> Requisito 1
Cambie "garza" por "cigüeña" y reproduzca todo lo que va desde "Era gris la" hasta "del régimen franquista." en el texto sobre la garza gris.

Era gris la garza, lo cual es raro porque generalmente son blancas. Igualmente extraño resulta ver a estas aves sobrevolando el cielo de Sardina, pero siempre que las veo me acuerdo de la playa de Ojos de garza, donde tan buenos ratos pasamos mis amigos y amigas, sobre todo amigos, durante nuestra niñez, adolescencia y juventud. Recuerdo especialmente una noche, después de un recital que dimos sobre Federico García Lorca, temas de El Romancero Gitano (Romance de la luna, luna; La monja gitana; La casada infiel; Preciosa y el aire…, con la vida, la muerte, la luna, el agua, el espejo, el erotismo… como símbolos) al cual un compañero puso música, y que nos costó un dolor poder cantarlo por culpa del régimen franquista.

> Requisito 2
Reescale las coordenadas de las respuestas en todos los registros: multiplíquelas por 1,95 y redondee al entero más próximo, con las mitades hacia arriba. Copie de nuevo todas las líneas de los registros, incluidas las solicitudes, y deje sin cambios los números de las solicitudes y de sus muestras de formato.

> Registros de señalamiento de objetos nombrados
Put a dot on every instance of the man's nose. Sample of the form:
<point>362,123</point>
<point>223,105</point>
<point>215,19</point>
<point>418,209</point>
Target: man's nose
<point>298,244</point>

> Resultado de la tarea 1
Era gris la cigüeña, lo cual es raro porque generalmente son blancas. Igualmente extraño resulta ver a estas aves sobrevolando el cielo de Sardina, pero siempre que las veo me acuerdo de la playa de Ojos de cigüeña, donde tan buenos ratos pasamos mis amigos y amigas, sobre todo amigos, durante nuestra niñez, adolescencia y juventud. Recuerdo especialmente una noche, después de un recital que dimos sobre Federico García Lorca, temas de El Romancero Gitano (Romance de la luna, luna; La monja gitana; La casada infiel; Preciosa y el aire…, con la vida, la muerte, la luna, el agua, el espejo, el erotismo… como símbolos) al cual un compañero puso música, y que nos costó un dolor poder cantarlo por culpa del régimen franquista.

> Resultado de la tarea 2
Put a dot on every instance of the man's nose. Sample of the form:
<point>362,123</point>
<point>223,105</point>
<point>215,19</point>
<point>418,209</point>
Target: man's nose
<point>581,476</point>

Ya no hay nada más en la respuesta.